_The task_
Could you reproduce every line of the data below, character for character and with no changes?

_The records_
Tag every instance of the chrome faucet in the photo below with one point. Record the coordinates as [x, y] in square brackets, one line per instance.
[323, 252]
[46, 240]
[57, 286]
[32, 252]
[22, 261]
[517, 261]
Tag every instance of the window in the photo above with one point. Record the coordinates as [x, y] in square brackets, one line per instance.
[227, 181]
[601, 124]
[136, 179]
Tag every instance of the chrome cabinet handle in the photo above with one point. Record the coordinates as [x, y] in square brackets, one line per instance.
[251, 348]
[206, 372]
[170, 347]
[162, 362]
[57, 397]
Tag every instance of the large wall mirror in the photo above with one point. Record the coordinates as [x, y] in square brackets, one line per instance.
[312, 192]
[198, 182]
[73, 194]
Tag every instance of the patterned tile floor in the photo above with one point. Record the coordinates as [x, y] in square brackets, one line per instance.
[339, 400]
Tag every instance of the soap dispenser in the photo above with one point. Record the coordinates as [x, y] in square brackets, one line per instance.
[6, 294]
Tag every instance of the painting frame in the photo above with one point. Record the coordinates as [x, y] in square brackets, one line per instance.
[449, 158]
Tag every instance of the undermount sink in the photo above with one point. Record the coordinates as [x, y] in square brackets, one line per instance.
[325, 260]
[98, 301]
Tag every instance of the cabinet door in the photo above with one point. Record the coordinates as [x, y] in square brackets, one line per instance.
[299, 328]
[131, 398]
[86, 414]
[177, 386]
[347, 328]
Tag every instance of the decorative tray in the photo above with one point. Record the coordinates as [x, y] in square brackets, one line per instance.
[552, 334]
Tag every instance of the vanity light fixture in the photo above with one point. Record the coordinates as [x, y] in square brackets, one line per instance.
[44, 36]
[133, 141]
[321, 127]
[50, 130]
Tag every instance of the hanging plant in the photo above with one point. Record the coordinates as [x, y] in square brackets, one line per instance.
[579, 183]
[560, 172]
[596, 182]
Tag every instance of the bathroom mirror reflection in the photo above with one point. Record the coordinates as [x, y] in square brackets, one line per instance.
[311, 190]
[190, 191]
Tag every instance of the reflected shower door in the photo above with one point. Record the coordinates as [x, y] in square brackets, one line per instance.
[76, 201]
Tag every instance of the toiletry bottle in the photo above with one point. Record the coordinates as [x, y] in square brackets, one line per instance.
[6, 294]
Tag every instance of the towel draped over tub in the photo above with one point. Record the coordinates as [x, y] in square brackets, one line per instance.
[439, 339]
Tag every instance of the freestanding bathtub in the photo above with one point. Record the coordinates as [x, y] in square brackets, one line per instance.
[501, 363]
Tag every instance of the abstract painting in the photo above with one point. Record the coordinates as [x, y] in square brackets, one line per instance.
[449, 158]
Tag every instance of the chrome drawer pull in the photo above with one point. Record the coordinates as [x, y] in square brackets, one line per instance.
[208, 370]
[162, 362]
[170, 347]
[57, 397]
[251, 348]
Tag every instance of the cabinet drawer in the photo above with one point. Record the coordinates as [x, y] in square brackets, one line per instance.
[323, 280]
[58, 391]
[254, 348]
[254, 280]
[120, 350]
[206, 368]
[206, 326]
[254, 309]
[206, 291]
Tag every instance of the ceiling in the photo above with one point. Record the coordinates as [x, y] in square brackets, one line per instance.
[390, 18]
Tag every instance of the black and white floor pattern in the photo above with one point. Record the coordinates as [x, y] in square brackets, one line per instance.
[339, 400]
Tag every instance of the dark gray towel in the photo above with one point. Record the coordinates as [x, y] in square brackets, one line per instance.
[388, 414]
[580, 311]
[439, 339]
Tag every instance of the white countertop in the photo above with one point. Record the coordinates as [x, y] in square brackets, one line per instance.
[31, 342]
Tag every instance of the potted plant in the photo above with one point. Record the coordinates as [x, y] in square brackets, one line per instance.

_Exercise response_
Tag every instance of the chrome faucet in the photo below with one point. Record the coordinates as [x, y] in square brackets, one line per instance.
[323, 252]
[46, 240]
[57, 286]
[32, 252]
[22, 261]
[517, 261]
Tag every instance of the window in the photo above with one point. Record the coordinates as [x, y] in square brackets, one line per instance.
[227, 181]
[601, 124]
[136, 179]
Tag every instance of the chrome cabinet handle in the photo above with one point. Record the coordinates as [x, y] in square brackets, one line per instance.
[251, 348]
[206, 372]
[170, 347]
[162, 362]
[57, 397]
Tag every instance of the large wall mirror in the photo above with one point. Record the coordinates as [x, y] in square brackets, one line per instance.
[312, 192]
[198, 182]
[73, 194]
Tag every instance of the patterned tile floor in the photo above with one point. Record the coordinates as [x, y] in square brackets, one line per instance.
[339, 400]
Tag every instance of the soap dispenser in the photo above with one point. Record the coordinates as [x, y] in square brackets, one line per instance.
[6, 294]
Tag every instance of the painting frame in the photo above with one point. Record the coordinates as [x, y] in square brackets, one line per instance.
[449, 158]
Tag every instance of the undermount sink in the photo above with one point. Record the coordinates as [x, y] in square brackets, one line per instance.
[325, 260]
[98, 301]
Tag every instance of the cabinet door in the photo above with one point. Record the coordinates as [x, y] in square brackets, one line per instance.
[299, 328]
[131, 398]
[86, 414]
[177, 386]
[347, 328]
Tag every instance of the decorative tray in the photo above with one point. Record the coordinates as [x, y] in square brackets, one line per instance.
[552, 334]
Tag every instance of the vanity light fixture in the photo above with one point. Record the coordinates as [x, y] in square brackets, one line per instance.
[44, 36]
[133, 141]
[321, 127]
[50, 130]
Tag every instance of the hanging plant in the photo above with one point. Record the coordinates as [x, y] in square brackets, one line per instance.
[579, 183]
[560, 172]
[596, 182]
Tag every instance of the bathroom mirror reflection in the photo above with one point. Record the coordinates as [x, y] in square brackets, one line per instance.
[311, 190]
[190, 191]
Tag every instance of the reflected shower door in the photo above with one point. Record the coordinates as [x, y] in square brackets, one line per instance.
[76, 201]
Tag every instance of the toiletry bottle in the photo above with one point. Record the coordinates as [x, y] in square brackets, one line per instance.
[6, 294]
Tag every instance of the towel draped over tub in the photo above with one point. Record the coordinates as [x, y] in square brackets, one line per instance.
[439, 339]
Tag every instance of the freestanding bathtub in the photo above with one point. Record the coordinates as [x, y] in square brackets, one line per instance.
[501, 363]
Tag every instance of the abstract painting in the photo above with one point. Record the coordinates as [x, y] in square brackets, one line per instance.
[449, 158]
Tag every instance of the chrome drawer pull in the photo above with one point. Record the coordinates as [x, y] in square brackets, one line per instance.
[208, 370]
[162, 362]
[170, 347]
[57, 397]
[251, 348]
Tag every instance of the cabinet drawer in the photo above with one point. Record the coordinates as [x, y] in square brackets, one line per instance.
[323, 280]
[58, 391]
[254, 348]
[254, 280]
[120, 350]
[206, 368]
[206, 326]
[254, 309]
[206, 291]
Tag every instance of the ceiling in the photo above with one point. Record the coordinates as [x, y] in square brackets, one line per instance.
[390, 18]
Tag every instance of the black and white floor pattern in the photo above with one point. Record the coordinates as [x, y] in square brackets, one line per instance.
[339, 400]
Tag every instance of the dark gray towel in the photo above with one point. Record the coordinates as [x, y] in square brackets, one line per instance.
[388, 414]
[580, 311]
[439, 339]
Tag every instance of the white countertop in the photo above with one point. Record the coordinates as [x, y] in square brackets, one line per instance.
[31, 342]
Tag every instance of the potted plant in the photo above with one point. Record the coordinates as [x, y] in square brackets, one line per instance.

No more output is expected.